The Khyber Pakhtunkhwa Department of Agriculture (, (Urdu; ) is charged with administering agricultural programs in the Pakistani province of Khyber Pakhtunkhwa, a mountainous region in the northern part of the country. The department is headed by the Minister of Agriculture, who is a member of the Chief Minister's Cabinet.

This position is currently held by Mr. Ikram Ullah Khan, who was appointed Minister of Agriculture by Chief Minister of KP Pervez Khattak on May 7, 2014.

History 

Created on August 14, 1973, the department's mission is to create jobs, promote agricultural growth, encourage sustainable development and improve living standards for the Khyber Pakhtunkhwa province.

> _EXERCISE SET_
(a) According to the passage on the Khyber Pakhtunkhwa Department of Agriculture, on what date was the department created?
(b) Reproduce word for word the part of the passage on the Khyber Pakhtunkhwa Department of Agriculture that begins at the words "This position is" and ends after the words "Khyber Pakhtunkhwa province.".

> _STORED DATA_
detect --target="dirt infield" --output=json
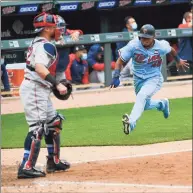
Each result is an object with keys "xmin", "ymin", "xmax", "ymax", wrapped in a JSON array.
[{"xmin": 1, "ymin": 81, "xmax": 192, "ymax": 193}]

> _PROBLEM SOLUTIONS_
(a) August 14, 1973

(b)
This position is currently held by Mr. Ikram Ullah Khan, who was appointed Minister of Agriculture by Chief Minister of KP Pervez Khattak on May 7, 2014.

History 

Created on August 14, 1973, the department's mission is to create jobs, promote agricultural growth, encourage sustainable development and improve living standards for the Khyber Pakhtunkhwa province.